• Collected data entries:
━━━━━━
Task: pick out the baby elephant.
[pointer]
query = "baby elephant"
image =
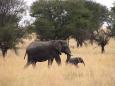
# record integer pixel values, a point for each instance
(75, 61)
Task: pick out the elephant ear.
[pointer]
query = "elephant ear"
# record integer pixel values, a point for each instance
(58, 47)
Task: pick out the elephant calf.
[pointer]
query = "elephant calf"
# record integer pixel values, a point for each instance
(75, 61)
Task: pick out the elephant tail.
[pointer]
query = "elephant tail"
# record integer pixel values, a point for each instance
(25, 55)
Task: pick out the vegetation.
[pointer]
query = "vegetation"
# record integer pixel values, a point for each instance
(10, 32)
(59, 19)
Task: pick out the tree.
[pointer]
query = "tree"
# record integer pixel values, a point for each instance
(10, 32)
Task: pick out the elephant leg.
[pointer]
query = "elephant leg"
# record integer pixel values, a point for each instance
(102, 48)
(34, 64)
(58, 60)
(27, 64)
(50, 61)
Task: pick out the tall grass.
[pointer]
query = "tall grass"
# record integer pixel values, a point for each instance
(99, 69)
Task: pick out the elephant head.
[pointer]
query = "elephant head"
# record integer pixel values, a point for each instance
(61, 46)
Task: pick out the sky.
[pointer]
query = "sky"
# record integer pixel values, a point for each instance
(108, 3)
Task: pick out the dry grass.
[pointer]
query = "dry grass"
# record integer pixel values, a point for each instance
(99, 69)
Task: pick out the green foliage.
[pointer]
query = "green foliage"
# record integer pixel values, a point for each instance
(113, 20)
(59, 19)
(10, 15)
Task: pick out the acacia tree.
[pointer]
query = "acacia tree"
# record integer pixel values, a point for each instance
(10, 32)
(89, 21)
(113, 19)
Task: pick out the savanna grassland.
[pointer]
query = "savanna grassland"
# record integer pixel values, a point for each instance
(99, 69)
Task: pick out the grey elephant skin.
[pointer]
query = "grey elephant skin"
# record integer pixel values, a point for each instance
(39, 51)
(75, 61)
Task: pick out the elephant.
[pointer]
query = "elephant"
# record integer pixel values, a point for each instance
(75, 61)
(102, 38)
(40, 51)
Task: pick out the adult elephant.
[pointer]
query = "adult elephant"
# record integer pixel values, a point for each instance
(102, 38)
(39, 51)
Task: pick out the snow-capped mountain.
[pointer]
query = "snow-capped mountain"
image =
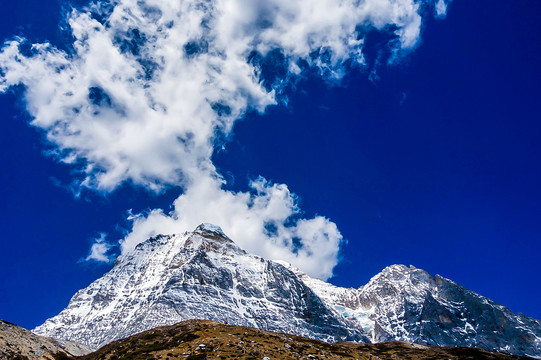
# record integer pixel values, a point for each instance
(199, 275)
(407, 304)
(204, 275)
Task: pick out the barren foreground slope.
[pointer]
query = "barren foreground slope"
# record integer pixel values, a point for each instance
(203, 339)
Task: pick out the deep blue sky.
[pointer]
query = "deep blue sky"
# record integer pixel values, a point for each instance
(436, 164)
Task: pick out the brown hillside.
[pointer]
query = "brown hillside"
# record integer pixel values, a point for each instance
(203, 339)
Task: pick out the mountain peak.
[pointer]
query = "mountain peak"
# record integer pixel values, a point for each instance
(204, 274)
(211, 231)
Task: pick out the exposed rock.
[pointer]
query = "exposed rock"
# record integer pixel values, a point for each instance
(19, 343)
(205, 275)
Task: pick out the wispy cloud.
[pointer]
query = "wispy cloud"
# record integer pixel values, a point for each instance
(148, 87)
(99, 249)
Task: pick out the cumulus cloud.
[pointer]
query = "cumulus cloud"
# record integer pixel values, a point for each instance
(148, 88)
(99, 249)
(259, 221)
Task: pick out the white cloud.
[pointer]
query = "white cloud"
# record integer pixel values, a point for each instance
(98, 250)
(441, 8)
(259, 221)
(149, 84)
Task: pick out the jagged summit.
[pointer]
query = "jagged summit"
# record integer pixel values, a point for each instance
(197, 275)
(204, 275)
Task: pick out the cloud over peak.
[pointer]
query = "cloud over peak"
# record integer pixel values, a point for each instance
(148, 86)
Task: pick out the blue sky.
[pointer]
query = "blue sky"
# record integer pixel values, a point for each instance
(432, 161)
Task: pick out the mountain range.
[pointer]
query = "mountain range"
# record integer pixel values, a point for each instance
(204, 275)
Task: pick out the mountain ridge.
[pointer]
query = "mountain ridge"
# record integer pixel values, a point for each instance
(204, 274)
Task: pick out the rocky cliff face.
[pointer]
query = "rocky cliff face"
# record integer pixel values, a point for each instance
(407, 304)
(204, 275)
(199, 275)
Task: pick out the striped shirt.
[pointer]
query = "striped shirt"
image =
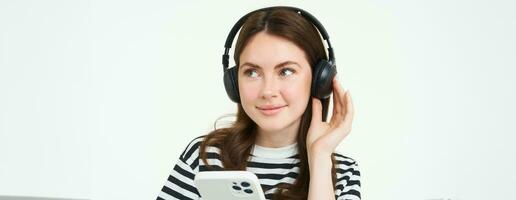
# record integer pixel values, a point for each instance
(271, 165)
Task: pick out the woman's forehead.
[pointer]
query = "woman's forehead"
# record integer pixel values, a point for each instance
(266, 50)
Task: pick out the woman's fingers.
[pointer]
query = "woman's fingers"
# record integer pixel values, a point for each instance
━━━━━━
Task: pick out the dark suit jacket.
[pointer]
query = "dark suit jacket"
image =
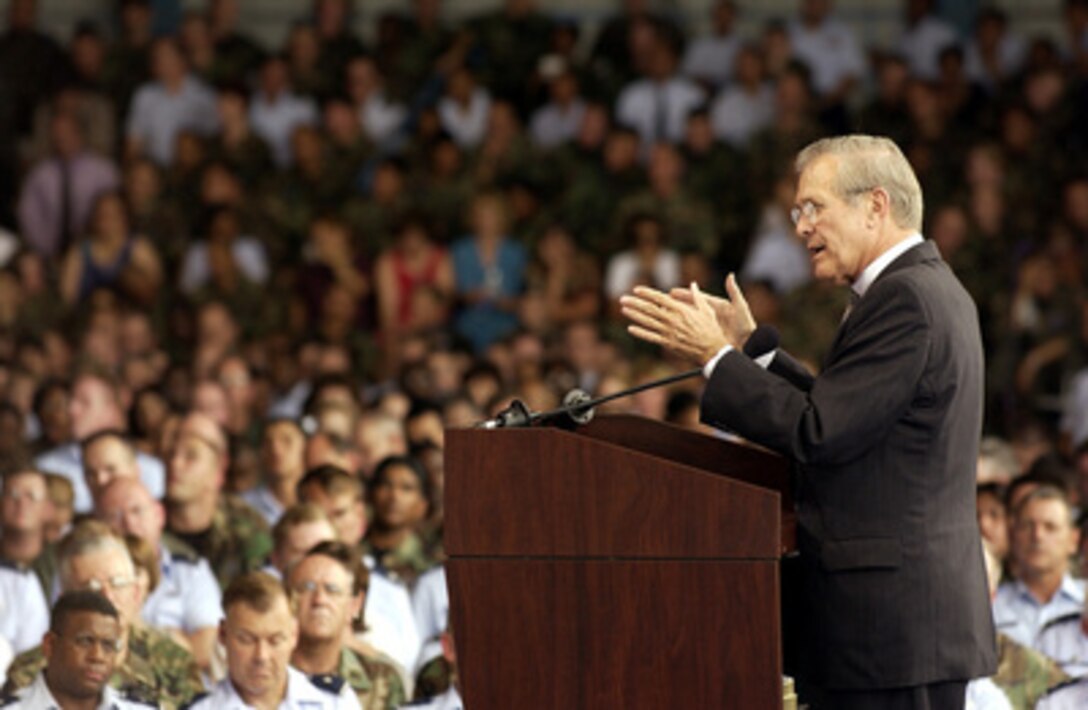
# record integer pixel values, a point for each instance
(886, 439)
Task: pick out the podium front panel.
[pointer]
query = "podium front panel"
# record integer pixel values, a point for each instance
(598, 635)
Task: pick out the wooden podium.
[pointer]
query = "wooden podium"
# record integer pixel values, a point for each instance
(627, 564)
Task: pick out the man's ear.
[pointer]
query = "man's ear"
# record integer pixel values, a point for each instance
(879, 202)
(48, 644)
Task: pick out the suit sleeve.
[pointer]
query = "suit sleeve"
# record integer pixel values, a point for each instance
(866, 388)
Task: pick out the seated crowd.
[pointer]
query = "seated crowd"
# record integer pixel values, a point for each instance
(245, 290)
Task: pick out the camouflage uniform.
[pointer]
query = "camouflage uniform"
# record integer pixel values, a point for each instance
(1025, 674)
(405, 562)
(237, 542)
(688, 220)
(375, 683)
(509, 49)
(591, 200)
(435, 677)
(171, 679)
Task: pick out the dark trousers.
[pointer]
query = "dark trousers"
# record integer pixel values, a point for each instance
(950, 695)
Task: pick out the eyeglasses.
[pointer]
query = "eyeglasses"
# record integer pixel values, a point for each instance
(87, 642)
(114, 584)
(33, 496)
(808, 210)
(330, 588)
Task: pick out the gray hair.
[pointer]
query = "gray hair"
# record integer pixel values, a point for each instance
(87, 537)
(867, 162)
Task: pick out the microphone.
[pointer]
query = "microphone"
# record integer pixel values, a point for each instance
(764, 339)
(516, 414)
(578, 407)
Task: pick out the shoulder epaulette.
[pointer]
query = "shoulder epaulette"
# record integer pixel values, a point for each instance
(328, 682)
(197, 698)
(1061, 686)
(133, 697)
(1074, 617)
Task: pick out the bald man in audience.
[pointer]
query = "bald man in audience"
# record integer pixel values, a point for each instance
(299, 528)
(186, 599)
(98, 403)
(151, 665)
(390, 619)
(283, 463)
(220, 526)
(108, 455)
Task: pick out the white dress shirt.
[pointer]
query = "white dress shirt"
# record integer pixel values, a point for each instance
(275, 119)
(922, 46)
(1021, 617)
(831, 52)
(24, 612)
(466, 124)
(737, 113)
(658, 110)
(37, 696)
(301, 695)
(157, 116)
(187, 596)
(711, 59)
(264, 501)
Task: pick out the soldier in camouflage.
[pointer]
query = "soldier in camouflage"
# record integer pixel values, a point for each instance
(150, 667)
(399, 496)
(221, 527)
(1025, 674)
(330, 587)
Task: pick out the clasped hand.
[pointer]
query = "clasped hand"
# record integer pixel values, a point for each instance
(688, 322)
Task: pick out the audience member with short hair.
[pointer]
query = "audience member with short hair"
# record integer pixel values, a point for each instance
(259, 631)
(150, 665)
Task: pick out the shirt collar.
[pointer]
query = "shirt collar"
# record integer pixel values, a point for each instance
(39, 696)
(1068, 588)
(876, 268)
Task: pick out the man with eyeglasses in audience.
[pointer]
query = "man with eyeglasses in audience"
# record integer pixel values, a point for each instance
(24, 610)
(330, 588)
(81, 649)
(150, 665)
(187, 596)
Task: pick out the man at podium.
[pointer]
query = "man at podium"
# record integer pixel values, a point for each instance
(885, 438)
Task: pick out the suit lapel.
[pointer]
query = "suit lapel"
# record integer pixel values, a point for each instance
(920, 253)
━━━━━━
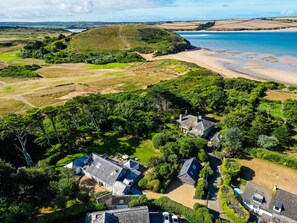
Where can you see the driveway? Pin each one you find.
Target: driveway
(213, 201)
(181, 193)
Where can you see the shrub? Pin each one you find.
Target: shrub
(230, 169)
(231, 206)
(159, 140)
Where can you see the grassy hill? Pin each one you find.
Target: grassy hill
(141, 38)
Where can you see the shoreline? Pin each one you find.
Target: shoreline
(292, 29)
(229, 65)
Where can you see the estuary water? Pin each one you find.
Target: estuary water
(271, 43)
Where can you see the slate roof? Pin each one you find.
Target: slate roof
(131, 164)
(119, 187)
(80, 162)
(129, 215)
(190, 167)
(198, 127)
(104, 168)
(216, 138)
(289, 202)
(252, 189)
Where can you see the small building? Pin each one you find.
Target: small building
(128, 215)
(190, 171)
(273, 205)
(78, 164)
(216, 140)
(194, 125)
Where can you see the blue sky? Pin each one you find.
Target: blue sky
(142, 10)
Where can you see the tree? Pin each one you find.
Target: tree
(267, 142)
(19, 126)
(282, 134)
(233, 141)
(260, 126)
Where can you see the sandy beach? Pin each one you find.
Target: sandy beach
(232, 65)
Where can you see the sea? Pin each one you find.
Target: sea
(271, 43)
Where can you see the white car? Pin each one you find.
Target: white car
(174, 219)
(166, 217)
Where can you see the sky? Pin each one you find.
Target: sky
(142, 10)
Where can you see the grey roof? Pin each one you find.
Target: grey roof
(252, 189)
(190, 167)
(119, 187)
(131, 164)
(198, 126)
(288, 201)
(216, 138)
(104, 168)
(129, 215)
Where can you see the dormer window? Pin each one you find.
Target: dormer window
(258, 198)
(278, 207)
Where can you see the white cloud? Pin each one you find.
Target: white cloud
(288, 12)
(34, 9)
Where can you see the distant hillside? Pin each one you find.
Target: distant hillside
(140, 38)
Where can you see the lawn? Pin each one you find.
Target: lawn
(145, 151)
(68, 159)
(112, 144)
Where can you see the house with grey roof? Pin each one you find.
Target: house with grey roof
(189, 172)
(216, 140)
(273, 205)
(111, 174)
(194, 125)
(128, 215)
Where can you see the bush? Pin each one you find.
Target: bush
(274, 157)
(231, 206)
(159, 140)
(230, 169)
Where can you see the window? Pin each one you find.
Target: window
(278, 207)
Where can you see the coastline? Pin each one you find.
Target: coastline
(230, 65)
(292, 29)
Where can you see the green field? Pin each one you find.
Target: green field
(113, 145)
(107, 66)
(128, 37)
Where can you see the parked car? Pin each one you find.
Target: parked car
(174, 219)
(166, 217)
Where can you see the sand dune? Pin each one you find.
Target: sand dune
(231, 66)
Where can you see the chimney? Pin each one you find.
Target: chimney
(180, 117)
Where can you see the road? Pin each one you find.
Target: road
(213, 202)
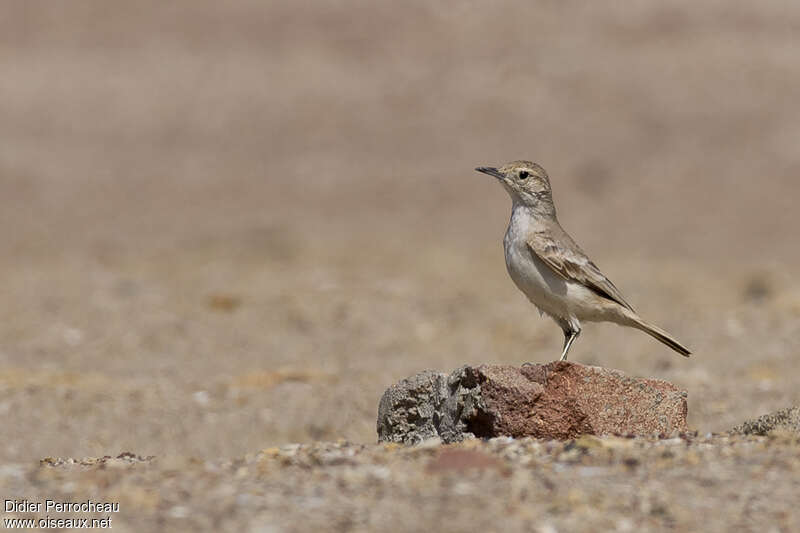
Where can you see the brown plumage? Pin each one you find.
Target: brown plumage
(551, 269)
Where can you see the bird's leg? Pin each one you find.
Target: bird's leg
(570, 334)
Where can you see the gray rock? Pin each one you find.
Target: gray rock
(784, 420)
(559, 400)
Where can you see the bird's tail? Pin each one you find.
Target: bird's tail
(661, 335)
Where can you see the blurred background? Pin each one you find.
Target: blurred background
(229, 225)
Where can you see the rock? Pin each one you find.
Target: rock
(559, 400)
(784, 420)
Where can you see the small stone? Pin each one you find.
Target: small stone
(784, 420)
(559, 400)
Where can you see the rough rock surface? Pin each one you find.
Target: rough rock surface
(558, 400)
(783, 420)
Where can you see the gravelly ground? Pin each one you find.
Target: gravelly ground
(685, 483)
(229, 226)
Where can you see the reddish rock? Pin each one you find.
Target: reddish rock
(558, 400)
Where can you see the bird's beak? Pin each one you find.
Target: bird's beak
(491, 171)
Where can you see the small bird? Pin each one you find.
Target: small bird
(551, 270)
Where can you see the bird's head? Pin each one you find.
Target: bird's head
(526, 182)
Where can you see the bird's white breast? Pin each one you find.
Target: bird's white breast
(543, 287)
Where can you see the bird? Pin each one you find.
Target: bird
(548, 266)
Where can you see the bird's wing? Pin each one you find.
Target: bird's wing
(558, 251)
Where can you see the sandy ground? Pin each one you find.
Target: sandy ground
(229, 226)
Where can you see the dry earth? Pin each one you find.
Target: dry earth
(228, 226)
━━━━━━
• Your assignment: What are the lines above from the one with "Task: pick out the baby elephant." to the one with "Task: pick out the sky.", both included? Reproduce them exactly, without pictures.

• Exercise answer:
Task: pick out the baby elephant.
[pointer]
query = "baby elephant"
image =
# record integer pixel values, a point for each instance
(75, 61)
Task: pick out the elephant ear.
[pointer]
query = "elephant ear"
# record integer pixel values, a point for each instance
(58, 47)
Task: pick out the elephant calf.
[pointer]
query = "elephant calf"
# record integer pixel values, a point for each instance
(75, 61)
Task: pick out the elephant tail.
[pointer]
query = "elephant tail"
# record integer pixel values, a point for each instance
(25, 55)
Task: pick out the vegetation.
[pointer]
query = "vegetation"
# record integer pixel values, a point for each instance
(10, 32)
(59, 19)
Task: pick out the tree.
[pointer]
query = "tree"
# record integer pixel values, a point for each instance
(10, 32)
Task: pick out the elephant leg.
[pointer]
query = "elephant leg"
# record integer pixel values, a point for each instance
(102, 48)
(34, 64)
(58, 60)
(27, 64)
(50, 61)
Task: pick out the tall grass.
[pointer]
query = "tall grass"
# record integer pixel values, a point for each instance
(99, 69)
Task: pick out the elephant head.
[pointer]
query = "elephant head"
# record integer pixel values, a point for each instance
(61, 46)
Task: pick out the sky.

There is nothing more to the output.